## Work to complete
Please return, word for word, the part of the Canada Christian College article from "But if the province" to "backlash, said Usher.".

## Excerpt

He also directed PEQAB staff not to discuss where the college’s review stands with others, and said in an email that “no comment” is a good answer if asked by anyone, “including anyone in the Ministry.”
McVety given more time to respond to expert reports
Despite having Bond’s reports for nearly five months, Brown says PEQAB has yet to make a recommendation to the Minister of Colleges and Universities because McVety requested, and received, two time extensions to respond to the reports.
“We expect to receive CCC’s response in time for the next PEQAB Board meeting, May 18th,” Brown told CBC News. “The Board would issue a recommendation to the Minister immediately after that meeting.”
McVety says Canada Christian College’s response time to the reports is normal, especially given COVID-19 lockdowns.
“The PEQAB process is exhaustive and requires a great deal of complicated detail,” he said in an email to CBC News.
Expert submitted review reports within a month
PEQAB hired Bond to review what staff described as a “very unique proposal” from the religious college in late September 2020 and Bond submitted his final reports within a month, according to emails.
A post-secondary education consultant, who has been hired by clients to navigate the review process, believes that quick of a turnaround — combined with the fact PEQAB has yet to make a recommendation — likely means that Bond’s reports recommend a rejection of the college’s applications.
“If he reported that quickly it either means a very quick yes, which I don’t think it was because otherwise it would have passed by now, or it was a very quick no,” said Alex Usher, president of Higher Education Strategy Associates.
“Normally, that process will take a bit longer than that because there’s usually some back-and-forth between the applicant and the person doing the review.”
Difference between PEQAB approval and legislation
All private colleges, private universities and community colleges in Ontario have to go through the PEQAB process if they want to create new degree programs, unless the province grants the school that right through legislation.
Canada Christian College currently has only the legal authority to grant degrees in fields such as theology, religious education and Christian counselling, and has to go through PEQAB to create any new degree programs.
But if the province enforces the new legislation that transforms it into a university, Usher says it would never need to go through PEQAB again to create new degrees.
“It puts it on the same level as the University of Toronto essentially,” Usher told CBC News.
The possibility of the religious college bypassing PEQAB oversight the way that public universities can when they create a new degree program contributed to the backlash, said Usher.
“I think a lot of people looked at Canada Christian and said: ‘Well, how is this organization full of creationists going to offer a [bachelor of science]?'”
In a statement, the office of Minister of Colleges and Universities Ross Romano reiterated that the government is holding off on putting the legislation covering Canada Christian College into force until it has the results of the independent review.
“The Minister has complete confidence in [PEQAB’s] independence and expertise,” said press secretary Scott Clark. “This has been the practice for multiple post-secondary institutions.”
Concerns about the college offering bachelor of science degrees were among the many issues raised in more than 3,000 emails PEQAB received from the public in response to the Canada Christian College applications.
Other concerns involved the credibility and integrity of the religious college and arguments that it doesn’t comply with Ontario’s Human Rights Code.
Canada Christian College’s code of conduct requires all staff, faculty and students to “refrain from practices that are Biblically condemned,” including what the college calls “sexual sins” including “premarital sex, adultery, all types of fornication and related behaviour.”
McVety was a prominent opponent in the early 2000s of the legalization of same-sex marriage.
“Married members of the community agree to maintain the sanctity of marriage,” reads the college’s code of conduct.

## The data
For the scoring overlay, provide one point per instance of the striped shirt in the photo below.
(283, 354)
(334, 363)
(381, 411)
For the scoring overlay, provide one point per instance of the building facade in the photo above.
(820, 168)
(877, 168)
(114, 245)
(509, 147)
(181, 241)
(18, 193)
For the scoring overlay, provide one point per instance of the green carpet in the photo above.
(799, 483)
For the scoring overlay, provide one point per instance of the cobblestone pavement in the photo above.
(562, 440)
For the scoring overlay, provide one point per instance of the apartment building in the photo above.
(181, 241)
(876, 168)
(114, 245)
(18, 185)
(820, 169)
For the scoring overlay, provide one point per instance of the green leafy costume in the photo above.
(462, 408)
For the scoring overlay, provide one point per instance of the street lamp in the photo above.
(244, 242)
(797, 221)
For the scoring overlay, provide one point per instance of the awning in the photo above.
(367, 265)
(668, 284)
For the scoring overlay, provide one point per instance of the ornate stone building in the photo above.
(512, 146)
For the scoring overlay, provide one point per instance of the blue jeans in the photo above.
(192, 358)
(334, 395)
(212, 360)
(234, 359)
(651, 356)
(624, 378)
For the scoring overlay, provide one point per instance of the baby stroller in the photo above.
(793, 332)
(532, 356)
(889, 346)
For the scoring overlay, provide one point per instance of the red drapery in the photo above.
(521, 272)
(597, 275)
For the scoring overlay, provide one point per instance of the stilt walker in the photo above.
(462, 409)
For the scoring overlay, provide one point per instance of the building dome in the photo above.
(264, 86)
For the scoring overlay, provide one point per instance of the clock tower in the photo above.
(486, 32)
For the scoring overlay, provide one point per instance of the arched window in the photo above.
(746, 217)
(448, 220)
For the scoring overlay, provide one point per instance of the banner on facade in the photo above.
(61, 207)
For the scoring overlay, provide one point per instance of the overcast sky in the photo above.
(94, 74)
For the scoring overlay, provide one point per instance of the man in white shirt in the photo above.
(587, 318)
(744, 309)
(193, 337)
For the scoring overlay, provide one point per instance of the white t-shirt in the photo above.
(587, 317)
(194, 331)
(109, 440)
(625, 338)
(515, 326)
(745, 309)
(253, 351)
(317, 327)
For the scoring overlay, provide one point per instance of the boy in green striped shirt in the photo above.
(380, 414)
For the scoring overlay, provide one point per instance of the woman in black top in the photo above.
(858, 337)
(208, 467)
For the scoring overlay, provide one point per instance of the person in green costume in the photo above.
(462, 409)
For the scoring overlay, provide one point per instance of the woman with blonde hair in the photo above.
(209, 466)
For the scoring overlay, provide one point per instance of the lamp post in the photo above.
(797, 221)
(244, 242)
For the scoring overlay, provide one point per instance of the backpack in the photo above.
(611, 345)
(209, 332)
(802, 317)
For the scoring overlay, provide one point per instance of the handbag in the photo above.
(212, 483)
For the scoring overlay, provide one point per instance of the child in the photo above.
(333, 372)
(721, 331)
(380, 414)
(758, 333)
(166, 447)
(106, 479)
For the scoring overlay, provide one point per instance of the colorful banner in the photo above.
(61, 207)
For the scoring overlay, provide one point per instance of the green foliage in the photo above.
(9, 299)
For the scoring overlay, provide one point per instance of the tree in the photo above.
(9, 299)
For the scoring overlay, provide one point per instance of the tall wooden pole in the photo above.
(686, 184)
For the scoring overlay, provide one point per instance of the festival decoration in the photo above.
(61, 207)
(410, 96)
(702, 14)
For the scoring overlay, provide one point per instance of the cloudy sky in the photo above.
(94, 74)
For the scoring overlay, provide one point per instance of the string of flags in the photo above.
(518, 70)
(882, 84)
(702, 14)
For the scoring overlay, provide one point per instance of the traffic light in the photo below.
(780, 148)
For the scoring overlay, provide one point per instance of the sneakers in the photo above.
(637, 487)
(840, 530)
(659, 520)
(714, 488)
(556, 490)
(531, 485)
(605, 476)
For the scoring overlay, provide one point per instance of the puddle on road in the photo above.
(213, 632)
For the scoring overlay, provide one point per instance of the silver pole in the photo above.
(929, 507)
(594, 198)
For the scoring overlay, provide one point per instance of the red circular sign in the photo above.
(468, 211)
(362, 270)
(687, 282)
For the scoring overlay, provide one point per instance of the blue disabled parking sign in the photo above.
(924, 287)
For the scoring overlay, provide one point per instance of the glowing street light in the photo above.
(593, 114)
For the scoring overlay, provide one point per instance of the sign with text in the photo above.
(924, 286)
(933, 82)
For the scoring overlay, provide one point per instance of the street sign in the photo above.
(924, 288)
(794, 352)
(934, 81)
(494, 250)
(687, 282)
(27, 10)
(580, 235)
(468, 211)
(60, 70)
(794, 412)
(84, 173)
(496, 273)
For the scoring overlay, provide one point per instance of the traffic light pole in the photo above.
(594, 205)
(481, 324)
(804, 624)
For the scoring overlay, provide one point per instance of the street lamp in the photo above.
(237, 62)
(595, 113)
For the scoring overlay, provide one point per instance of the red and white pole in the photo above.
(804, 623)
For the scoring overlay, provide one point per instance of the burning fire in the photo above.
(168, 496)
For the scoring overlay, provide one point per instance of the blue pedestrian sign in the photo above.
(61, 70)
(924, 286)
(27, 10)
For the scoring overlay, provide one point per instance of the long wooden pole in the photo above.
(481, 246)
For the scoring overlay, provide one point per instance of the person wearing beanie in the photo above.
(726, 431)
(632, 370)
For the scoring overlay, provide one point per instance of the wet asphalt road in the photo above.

## Exercise output
But if the province enforces the new legislation that transforms it into a university, Usher says it would never need to go through PEQAB again to create new degrees.
“It puts it on the same level as the University of Toronto essentially,” Usher told CBC News.
The possibility of the religious college bypassing PEQAB oversight the way that public universities can when they create a new degree program contributed to the backlash, said Usher.